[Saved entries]
_ _ _ _ _ _ _
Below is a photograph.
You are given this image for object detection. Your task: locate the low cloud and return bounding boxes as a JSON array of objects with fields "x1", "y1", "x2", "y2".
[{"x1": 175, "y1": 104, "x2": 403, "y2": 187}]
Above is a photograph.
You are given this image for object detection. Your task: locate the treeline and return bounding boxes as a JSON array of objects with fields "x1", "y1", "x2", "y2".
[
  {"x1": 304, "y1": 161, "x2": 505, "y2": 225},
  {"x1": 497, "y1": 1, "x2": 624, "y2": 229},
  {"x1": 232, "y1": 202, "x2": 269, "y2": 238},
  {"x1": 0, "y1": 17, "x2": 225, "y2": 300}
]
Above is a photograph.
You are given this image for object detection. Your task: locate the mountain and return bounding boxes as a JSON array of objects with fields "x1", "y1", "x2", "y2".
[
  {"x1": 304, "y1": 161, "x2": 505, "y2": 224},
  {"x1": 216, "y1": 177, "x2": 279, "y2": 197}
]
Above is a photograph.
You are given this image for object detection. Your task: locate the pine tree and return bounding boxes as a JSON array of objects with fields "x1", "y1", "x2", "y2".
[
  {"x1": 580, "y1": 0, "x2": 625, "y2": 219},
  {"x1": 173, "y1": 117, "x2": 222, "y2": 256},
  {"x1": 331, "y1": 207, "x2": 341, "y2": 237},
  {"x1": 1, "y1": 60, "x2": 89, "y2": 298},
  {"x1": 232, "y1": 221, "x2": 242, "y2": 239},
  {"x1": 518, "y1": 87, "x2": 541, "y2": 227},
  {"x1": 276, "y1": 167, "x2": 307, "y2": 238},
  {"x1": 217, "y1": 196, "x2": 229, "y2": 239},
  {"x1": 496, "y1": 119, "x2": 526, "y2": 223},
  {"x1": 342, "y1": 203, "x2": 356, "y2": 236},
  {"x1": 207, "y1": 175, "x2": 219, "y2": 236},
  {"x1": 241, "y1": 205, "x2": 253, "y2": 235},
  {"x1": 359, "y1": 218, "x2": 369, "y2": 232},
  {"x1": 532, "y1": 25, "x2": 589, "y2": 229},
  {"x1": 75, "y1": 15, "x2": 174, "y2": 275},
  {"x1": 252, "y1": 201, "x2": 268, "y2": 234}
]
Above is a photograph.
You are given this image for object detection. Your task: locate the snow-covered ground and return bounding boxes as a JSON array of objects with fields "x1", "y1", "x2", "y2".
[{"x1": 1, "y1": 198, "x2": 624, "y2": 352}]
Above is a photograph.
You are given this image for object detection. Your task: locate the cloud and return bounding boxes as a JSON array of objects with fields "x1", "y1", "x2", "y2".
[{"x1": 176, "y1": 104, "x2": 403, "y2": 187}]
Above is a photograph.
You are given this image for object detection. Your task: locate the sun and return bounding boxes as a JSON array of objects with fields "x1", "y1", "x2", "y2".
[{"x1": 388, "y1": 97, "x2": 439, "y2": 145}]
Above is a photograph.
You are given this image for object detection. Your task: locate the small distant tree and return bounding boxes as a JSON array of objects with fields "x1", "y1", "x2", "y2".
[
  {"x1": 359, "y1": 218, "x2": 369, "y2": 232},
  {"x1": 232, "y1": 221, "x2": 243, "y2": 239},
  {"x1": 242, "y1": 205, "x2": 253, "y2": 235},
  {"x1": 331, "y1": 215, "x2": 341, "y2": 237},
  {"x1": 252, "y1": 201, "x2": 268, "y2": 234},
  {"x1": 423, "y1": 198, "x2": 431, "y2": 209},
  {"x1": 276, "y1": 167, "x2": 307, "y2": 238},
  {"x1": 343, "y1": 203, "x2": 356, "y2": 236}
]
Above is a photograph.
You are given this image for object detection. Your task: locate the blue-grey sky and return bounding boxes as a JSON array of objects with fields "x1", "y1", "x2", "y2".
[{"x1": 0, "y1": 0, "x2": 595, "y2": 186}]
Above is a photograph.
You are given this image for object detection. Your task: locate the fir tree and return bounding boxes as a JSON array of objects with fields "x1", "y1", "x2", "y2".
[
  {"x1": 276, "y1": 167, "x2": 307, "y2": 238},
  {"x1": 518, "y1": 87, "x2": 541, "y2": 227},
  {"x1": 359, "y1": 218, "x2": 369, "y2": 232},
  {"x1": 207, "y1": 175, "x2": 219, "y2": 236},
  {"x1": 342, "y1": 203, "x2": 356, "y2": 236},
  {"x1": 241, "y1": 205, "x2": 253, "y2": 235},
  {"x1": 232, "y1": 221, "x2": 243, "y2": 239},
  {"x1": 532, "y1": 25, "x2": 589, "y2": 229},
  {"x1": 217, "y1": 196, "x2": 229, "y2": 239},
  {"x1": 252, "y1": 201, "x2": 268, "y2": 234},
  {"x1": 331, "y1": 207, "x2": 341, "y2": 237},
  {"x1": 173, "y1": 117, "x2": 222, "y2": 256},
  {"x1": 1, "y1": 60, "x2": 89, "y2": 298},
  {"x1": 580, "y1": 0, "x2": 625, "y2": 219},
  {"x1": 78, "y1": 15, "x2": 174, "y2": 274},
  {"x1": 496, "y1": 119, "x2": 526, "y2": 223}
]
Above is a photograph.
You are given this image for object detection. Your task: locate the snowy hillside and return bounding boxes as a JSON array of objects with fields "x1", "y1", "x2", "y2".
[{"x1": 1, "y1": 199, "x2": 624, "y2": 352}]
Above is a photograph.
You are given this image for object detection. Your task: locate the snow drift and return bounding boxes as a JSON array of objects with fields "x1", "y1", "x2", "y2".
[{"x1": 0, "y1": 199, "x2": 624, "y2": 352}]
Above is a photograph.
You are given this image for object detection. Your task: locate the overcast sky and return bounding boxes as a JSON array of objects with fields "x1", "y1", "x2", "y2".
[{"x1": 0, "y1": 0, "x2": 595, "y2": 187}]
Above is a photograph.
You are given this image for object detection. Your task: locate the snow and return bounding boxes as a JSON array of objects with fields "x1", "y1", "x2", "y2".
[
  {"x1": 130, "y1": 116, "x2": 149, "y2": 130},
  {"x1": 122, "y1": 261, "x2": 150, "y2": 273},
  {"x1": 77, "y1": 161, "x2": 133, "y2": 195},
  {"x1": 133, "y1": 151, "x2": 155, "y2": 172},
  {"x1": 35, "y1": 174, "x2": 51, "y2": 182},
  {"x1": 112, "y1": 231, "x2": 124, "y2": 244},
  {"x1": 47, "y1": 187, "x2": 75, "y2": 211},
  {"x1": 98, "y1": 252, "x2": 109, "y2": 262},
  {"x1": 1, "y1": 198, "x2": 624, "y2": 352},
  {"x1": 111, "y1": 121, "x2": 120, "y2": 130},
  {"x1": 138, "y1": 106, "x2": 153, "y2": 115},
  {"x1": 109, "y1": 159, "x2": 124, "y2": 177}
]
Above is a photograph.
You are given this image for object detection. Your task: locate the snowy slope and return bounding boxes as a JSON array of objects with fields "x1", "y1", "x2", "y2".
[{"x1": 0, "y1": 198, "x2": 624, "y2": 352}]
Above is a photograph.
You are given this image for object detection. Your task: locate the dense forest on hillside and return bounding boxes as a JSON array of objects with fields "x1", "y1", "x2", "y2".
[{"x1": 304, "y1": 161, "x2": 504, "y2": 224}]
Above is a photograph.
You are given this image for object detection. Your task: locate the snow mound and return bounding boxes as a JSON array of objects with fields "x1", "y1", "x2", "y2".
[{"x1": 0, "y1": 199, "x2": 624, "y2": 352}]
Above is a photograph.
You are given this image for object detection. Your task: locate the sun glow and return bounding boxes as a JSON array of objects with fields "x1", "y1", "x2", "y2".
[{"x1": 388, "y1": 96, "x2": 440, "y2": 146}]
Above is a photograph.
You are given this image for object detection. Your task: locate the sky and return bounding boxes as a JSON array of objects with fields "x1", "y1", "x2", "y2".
_ _ _ _ _ _ _
__Task objective__.
Would you please transcribe the records above in full and exactly?

__Output of the task__.
Below is a photograph.
You are given this image for object detection. Your task: locate the low cloud and return bounding boxes as a JSON array of objects with fields "x1", "y1", "x2", "y2".
[{"x1": 175, "y1": 104, "x2": 403, "y2": 187}]
Above is a photograph.
You are given this image for object detection. Your task: locate the treeline and return bounding boxes as a JSON array of objects with fields "x1", "y1", "x2", "y2".
[
  {"x1": 304, "y1": 161, "x2": 505, "y2": 225},
  {"x1": 497, "y1": 1, "x2": 624, "y2": 229},
  {"x1": 232, "y1": 202, "x2": 269, "y2": 238},
  {"x1": 0, "y1": 17, "x2": 225, "y2": 300}
]
Above is a photograph.
You are given this image for object detection. Your task: locate the mountain and return bounding boxes as a JSON array of objects with fields "x1", "y1", "x2", "y2".
[
  {"x1": 304, "y1": 161, "x2": 505, "y2": 224},
  {"x1": 216, "y1": 177, "x2": 279, "y2": 197}
]
Above is a photograph.
You are given this image for object detection. Your task: locate the pine tree and return bounding boxes as a JSON array of objects with fields "x1", "y1", "x2", "y2".
[
  {"x1": 580, "y1": 0, "x2": 625, "y2": 219},
  {"x1": 173, "y1": 117, "x2": 222, "y2": 256},
  {"x1": 331, "y1": 207, "x2": 341, "y2": 237},
  {"x1": 1, "y1": 60, "x2": 89, "y2": 298},
  {"x1": 232, "y1": 221, "x2": 242, "y2": 239},
  {"x1": 518, "y1": 87, "x2": 541, "y2": 227},
  {"x1": 276, "y1": 167, "x2": 307, "y2": 238},
  {"x1": 217, "y1": 196, "x2": 229, "y2": 239},
  {"x1": 496, "y1": 119, "x2": 526, "y2": 223},
  {"x1": 342, "y1": 203, "x2": 356, "y2": 236},
  {"x1": 207, "y1": 175, "x2": 219, "y2": 236},
  {"x1": 241, "y1": 205, "x2": 253, "y2": 235},
  {"x1": 359, "y1": 218, "x2": 369, "y2": 232},
  {"x1": 532, "y1": 25, "x2": 589, "y2": 229},
  {"x1": 75, "y1": 15, "x2": 174, "y2": 275},
  {"x1": 252, "y1": 201, "x2": 268, "y2": 234}
]
Above is a photograph.
You are given this image for object detection. Your task: locate the snow-covered ground and return bounding boxes as a JSON array of objects with fields "x1", "y1", "x2", "y2".
[{"x1": 1, "y1": 198, "x2": 624, "y2": 352}]
Above is a photograph.
You are given this image for object detection. Your task: locate the cloud and return bounding boxes as a JSON array of objects with fields "x1", "y1", "x2", "y2".
[{"x1": 176, "y1": 104, "x2": 403, "y2": 187}]
Above is a photograph.
You are given this image for object detection. Your task: locate the sun and return bounding boxes as a JSON array of objects with fields "x1", "y1", "x2", "y2".
[{"x1": 388, "y1": 97, "x2": 439, "y2": 145}]
Above is a photograph.
You are given this image for object detection. Your task: locate the small distant tree and return bounding boxes as a JSON array of objects with fields "x1", "y1", "x2", "y2".
[
  {"x1": 359, "y1": 218, "x2": 369, "y2": 232},
  {"x1": 232, "y1": 221, "x2": 243, "y2": 239},
  {"x1": 242, "y1": 205, "x2": 253, "y2": 235},
  {"x1": 331, "y1": 215, "x2": 341, "y2": 237},
  {"x1": 252, "y1": 201, "x2": 268, "y2": 234},
  {"x1": 423, "y1": 198, "x2": 431, "y2": 209},
  {"x1": 276, "y1": 167, "x2": 307, "y2": 238},
  {"x1": 343, "y1": 203, "x2": 356, "y2": 236}
]
Above is a photograph.
You are given this image for object detection. Your task: locate the blue-grey sky and return bounding boxes as a JSON array of objects with fields "x1", "y1", "x2", "y2".
[{"x1": 0, "y1": 0, "x2": 595, "y2": 186}]
Above is a photograph.
You are given this image for object detection. Your task: locate the fir tree and return bounding boxes as a JSON array of objects with fields "x1", "y1", "x2", "y2".
[
  {"x1": 276, "y1": 167, "x2": 307, "y2": 238},
  {"x1": 518, "y1": 87, "x2": 541, "y2": 227},
  {"x1": 359, "y1": 218, "x2": 369, "y2": 232},
  {"x1": 207, "y1": 175, "x2": 219, "y2": 236},
  {"x1": 342, "y1": 203, "x2": 356, "y2": 236},
  {"x1": 241, "y1": 205, "x2": 253, "y2": 235},
  {"x1": 232, "y1": 221, "x2": 243, "y2": 239},
  {"x1": 532, "y1": 25, "x2": 589, "y2": 229},
  {"x1": 217, "y1": 196, "x2": 229, "y2": 239},
  {"x1": 252, "y1": 201, "x2": 268, "y2": 234},
  {"x1": 331, "y1": 207, "x2": 341, "y2": 237},
  {"x1": 173, "y1": 117, "x2": 222, "y2": 256},
  {"x1": 1, "y1": 60, "x2": 89, "y2": 298},
  {"x1": 580, "y1": 0, "x2": 625, "y2": 219},
  {"x1": 78, "y1": 15, "x2": 174, "y2": 274},
  {"x1": 496, "y1": 119, "x2": 526, "y2": 223}
]
Above is a photograph.
You are given this image for object detection. Your task: locate the snowy hillside and return bounding boxes as a JSON array of objects with fields "x1", "y1", "x2", "y2".
[{"x1": 1, "y1": 199, "x2": 624, "y2": 352}]
Above is a photograph.
You are given this image for object detection. Your task: locate the snow drift and return bounding boxes as a JSON array of objects with fields "x1", "y1", "x2", "y2".
[{"x1": 0, "y1": 199, "x2": 624, "y2": 352}]
Above is a photograph.
You are given this image for object detection. Your task: locate the overcast sky and return bounding boxes as a JSON array of objects with fields "x1", "y1", "x2", "y2".
[{"x1": 0, "y1": 0, "x2": 595, "y2": 187}]
Above is a photograph.
You are given this image for object detection. Your task: locate the snow and return bounding boxes as a JSON array of objects with fields "x1", "y1", "x2", "y2".
[
  {"x1": 130, "y1": 116, "x2": 149, "y2": 130},
  {"x1": 122, "y1": 261, "x2": 150, "y2": 273},
  {"x1": 77, "y1": 161, "x2": 133, "y2": 195},
  {"x1": 133, "y1": 151, "x2": 155, "y2": 172},
  {"x1": 35, "y1": 174, "x2": 51, "y2": 182},
  {"x1": 112, "y1": 231, "x2": 124, "y2": 244},
  {"x1": 47, "y1": 187, "x2": 75, "y2": 211},
  {"x1": 98, "y1": 252, "x2": 109, "y2": 262},
  {"x1": 1, "y1": 198, "x2": 624, "y2": 352},
  {"x1": 111, "y1": 121, "x2": 120, "y2": 130},
  {"x1": 138, "y1": 106, "x2": 153, "y2": 115},
  {"x1": 109, "y1": 159, "x2": 124, "y2": 177}
]
Above is a photograph.
You are given this image for object detection. Your task: locate the snowy slope and return bounding boxes as a JSON array of objects with fields "x1", "y1", "x2", "y2".
[{"x1": 0, "y1": 198, "x2": 624, "y2": 352}]
Above is a photograph.
You are given this image for object detection. Your task: locate the dense forest on hillside and return bounding boxes as a JSON array of objects with fields "x1", "y1", "x2", "y2".
[{"x1": 304, "y1": 161, "x2": 504, "y2": 224}]
Above is a photograph.
You are given this image for object detection. Your task: locate the snow mound and return bounding boxes as a JSON array of objects with fields "x1", "y1", "x2", "y2".
[{"x1": 0, "y1": 199, "x2": 624, "y2": 352}]
Above is a photograph.
You are given this image for object detection. Your task: locate the sun glow and return bounding boxes as a JSON array of objects with fields "x1", "y1", "x2", "y2".
[{"x1": 388, "y1": 96, "x2": 440, "y2": 146}]
Above is a photograph.
You are given this image for object detection. Your task: locate the sky and return bounding boxes as a JSON array of objects with fields "x1", "y1", "x2", "y2".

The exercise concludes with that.